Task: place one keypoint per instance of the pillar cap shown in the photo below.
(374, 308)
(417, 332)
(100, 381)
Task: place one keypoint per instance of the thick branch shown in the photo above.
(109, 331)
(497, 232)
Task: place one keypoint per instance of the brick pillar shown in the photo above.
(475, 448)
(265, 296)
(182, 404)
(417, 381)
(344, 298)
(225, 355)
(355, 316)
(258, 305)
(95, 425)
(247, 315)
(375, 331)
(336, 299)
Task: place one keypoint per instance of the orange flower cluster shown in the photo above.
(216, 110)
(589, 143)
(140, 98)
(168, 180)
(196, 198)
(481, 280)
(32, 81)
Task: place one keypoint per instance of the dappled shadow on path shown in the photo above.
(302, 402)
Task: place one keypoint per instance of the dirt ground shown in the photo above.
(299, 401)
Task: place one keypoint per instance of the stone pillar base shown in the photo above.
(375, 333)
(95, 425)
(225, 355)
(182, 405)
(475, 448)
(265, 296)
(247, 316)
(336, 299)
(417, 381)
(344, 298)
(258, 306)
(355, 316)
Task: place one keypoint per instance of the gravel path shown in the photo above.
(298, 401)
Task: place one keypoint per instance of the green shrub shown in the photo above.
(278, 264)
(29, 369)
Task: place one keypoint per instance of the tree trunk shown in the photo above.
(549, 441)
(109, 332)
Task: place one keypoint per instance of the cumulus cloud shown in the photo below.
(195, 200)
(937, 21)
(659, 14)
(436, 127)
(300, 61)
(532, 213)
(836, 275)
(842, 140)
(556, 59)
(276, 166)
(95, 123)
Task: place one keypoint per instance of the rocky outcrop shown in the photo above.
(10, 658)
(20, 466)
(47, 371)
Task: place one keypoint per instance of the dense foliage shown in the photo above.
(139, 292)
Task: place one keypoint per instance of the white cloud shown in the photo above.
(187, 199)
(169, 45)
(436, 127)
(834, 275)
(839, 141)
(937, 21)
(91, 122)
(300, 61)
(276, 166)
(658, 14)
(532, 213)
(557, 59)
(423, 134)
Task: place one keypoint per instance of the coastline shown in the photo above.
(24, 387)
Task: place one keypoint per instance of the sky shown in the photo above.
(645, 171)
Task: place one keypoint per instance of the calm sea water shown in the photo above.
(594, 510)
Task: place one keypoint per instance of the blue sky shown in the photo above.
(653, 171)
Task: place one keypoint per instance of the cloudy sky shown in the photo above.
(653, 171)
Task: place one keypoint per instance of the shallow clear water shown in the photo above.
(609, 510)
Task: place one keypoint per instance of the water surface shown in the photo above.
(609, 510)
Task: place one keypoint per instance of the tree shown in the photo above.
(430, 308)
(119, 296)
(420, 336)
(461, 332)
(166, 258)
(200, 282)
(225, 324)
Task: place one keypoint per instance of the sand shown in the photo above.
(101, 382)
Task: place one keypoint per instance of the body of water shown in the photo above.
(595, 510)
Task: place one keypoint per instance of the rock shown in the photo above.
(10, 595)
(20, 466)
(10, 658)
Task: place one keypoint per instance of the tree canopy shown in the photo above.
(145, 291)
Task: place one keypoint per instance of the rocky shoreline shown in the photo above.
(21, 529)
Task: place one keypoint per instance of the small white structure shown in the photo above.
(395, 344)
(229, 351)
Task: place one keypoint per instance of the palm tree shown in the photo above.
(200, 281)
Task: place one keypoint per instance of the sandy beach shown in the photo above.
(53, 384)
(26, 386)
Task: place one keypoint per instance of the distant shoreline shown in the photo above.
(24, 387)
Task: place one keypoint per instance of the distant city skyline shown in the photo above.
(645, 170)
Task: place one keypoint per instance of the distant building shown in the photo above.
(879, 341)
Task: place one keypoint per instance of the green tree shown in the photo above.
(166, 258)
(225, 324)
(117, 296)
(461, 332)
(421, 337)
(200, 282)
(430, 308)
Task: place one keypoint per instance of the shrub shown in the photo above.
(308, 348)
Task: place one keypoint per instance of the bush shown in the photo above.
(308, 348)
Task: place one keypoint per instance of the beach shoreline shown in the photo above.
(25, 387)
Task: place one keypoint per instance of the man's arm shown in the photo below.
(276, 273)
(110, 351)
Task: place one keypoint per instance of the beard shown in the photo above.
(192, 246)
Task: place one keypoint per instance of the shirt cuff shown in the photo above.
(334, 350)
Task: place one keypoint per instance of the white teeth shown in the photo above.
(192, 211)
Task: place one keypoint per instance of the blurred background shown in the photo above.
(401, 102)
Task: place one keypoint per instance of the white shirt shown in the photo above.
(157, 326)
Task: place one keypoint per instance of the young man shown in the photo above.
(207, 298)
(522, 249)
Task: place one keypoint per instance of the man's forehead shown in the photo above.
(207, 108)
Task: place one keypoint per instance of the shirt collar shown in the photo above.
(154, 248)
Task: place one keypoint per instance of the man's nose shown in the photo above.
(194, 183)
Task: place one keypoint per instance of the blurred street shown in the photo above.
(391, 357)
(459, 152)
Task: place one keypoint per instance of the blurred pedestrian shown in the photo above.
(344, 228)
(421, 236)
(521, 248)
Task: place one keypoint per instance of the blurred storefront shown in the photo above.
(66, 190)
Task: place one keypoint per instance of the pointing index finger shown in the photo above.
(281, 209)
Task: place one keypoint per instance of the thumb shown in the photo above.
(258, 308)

- Directions for this task -
Transcribe every entry, keeping each line exactly as it reads.

- Result -
Task: place one keypoint per instance of the pillar cap shown in the photo below.
(374, 308)
(417, 332)
(100, 381)
Task: place one keypoint per instance of the thick branch shown in the photo above.
(109, 331)
(497, 232)
Task: place one keypoint per instance of the brick pillar shown in the photo above.
(475, 448)
(265, 296)
(182, 404)
(417, 381)
(344, 298)
(225, 355)
(355, 316)
(258, 305)
(95, 425)
(247, 315)
(375, 331)
(336, 299)
Task: place one keypoint per instance of the orange flower cluster shown in the photo above.
(216, 110)
(589, 143)
(140, 98)
(168, 180)
(196, 198)
(481, 280)
(32, 81)
Task: place one keypoint per instance of the dappled shadow on path shown in the photo above.
(302, 402)
Task: place one keypoint per instance of the dirt ground shown in the photo above.
(299, 401)
Task: place one keypoint per instance of the stone pillar base shown in the photo above.
(375, 333)
(95, 425)
(225, 355)
(182, 405)
(475, 448)
(265, 296)
(247, 316)
(336, 299)
(417, 381)
(344, 298)
(258, 306)
(355, 316)
Task: place one keypoint per instance of the gravel path shown in the photo above.
(298, 401)
Task: place one keypoint per instance of the green shrub shown in the photo above.
(278, 264)
(29, 369)
Task: place one keypoint per instance of the tree trunk shown in the photo above.
(549, 441)
(109, 332)
Task: place one keypoint per instance of the cumulus cloud shown in the photo below.
(195, 200)
(937, 21)
(659, 14)
(436, 127)
(300, 61)
(532, 213)
(836, 275)
(842, 140)
(556, 59)
(276, 166)
(95, 123)
Task: place one keypoint per instance of the rocky outcrop shown in the photo above.
(10, 658)
(20, 466)
(47, 371)
Task: place one keypoint per instance of the dense foliage shown in the photo above.
(139, 292)
Task: place one keypoint per instance of the white cloud shown in the photo above.
(187, 199)
(169, 45)
(436, 127)
(834, 275)
(839, 141)
(937, 21)
(91, 122)
(300, 61)
(276, 166)
(658, 14)
(532, 213)
(557, 59)
(423, 134)
Task: place one keypoint per instance of the coastline shown in the photo above.
(24, 387)
Task: place one keypoint per instance of the sky shown in the photo above.
(645, 171)
Task: place one keypoint per instance of the calm sea water shown in the photo above.
(594, 510)
Task: place one keypoint per instance of the blue sky shown in the photo above.
(653, 171)
Task: place one keypoint per instance of the cloudy sky shown in the photo above.
(653, 171)
Task: place one keypoint per instance of the shallow clear water shown in the photo above.
(609, 510)
Task: place one keypoint per instance of the water surface shown in the photo above.
(609, 510)
Task: place one keypoint per instance of the tree shown in the photo above.
(430, 308)
(119, 296)
(420, 336)
(461, 332)
(166, 258)
(200, 282)
(225, 324)
Task: place one keypoint per instance of the sand shown in the photo above.
(101, 382)
Task: place one keypoint per instance of the body of water shown in the photo above.
(595, 510)
Task: place one keypoint per instance of the rock shown in the photo above.
(10, 595)
(20, 466)
(10, 658)
Task: place one keypoint per instance of the tree canopy shown in the photo above.
(145, 291)
Task: place one keypoint per instance of the rocky shoreline shown in the photo above.
(21, 529)
Task: place one keypoint per instance of the small white structure shown in the photo above.
(395, 344)
(229, 351)
Task: place one keypoint per instance of the palm tree shown in the photo above.
(200, 281)
Task: place one keypoint per instance of the sandy beach shown in the photo above.
(53, 384)
(26, 386)
Task: place one keypoint per instance of the distant shoreline shown in the photo above.
(24, 387)
Task: place one keypoint per instance of the distant city skyline shown in the photo above.
(645, 170)
Task: place one keypoint per instance of the distant building shown in the photo above.
(879, 341)
Task: place one keypoint per instance of the green tree shown in the photo above.
(166, 258)
(225, 324)
(117, 296)
(461, 332)
(421, 337)
(200, 282)
(430, 308)
Task: place one keypoint per instance of the shrub shown in the photo above.
(308, 348)
Task: place one keypoint per instance of the bush shown in the photo above.
(308, 348)
Task: place one keypoint per instance of the beach shoreline shown in the photo above.
(25, 387)
Task: place one keypoint per instance of the man's arm shown in the photo below.
(276, 273)
(110, 351)
Task: place one keypoint per instance of the beard shown in the photo above.
(192, 246)
Task: place one keypoint per instance of the shirt cuff shown in the photo above.
(334, 350)
Task: place one keypoint per instance of the white teeth shown in the photo above.
(192, 211)
Task: place one keypoint per instance of the blurred background shown in the photo above.
(401, 102)
Task: place one keypoint per instance of the white shirt shown in the photo above.
(157, 326)
Task: place one keypoint per instance of the young man shown in the photo above.
(207, 298)
(522, 249)
Task: place one keypoint per instance of the man's forehead shown in the photo above.
(207, 108)
Task: place one keypoint per instance of the shirt collar shown in the photo above.
(154, 248)
Task: place one keypoint per instance of the man's nose shown in the photo above.
(194, 183)
Task: place one keypoint per instance of the blurred street shown in the photo above.
(391, 357)
(459, 152)
Task: place one keypoint per instance of the blurred pedestrian shown in the photo above.
(344, 228)
(421, 236)
(521, 248)
Task: place one keypoint per instance of the blurred storefront shown in the photo above.
(66, 190)
Task: place one keypoint per instance of the pointing index finger shown in the photo above.
(281, 209)
Task: place one keypoint per instance of the thumb shown in the photo above.
(258, 308)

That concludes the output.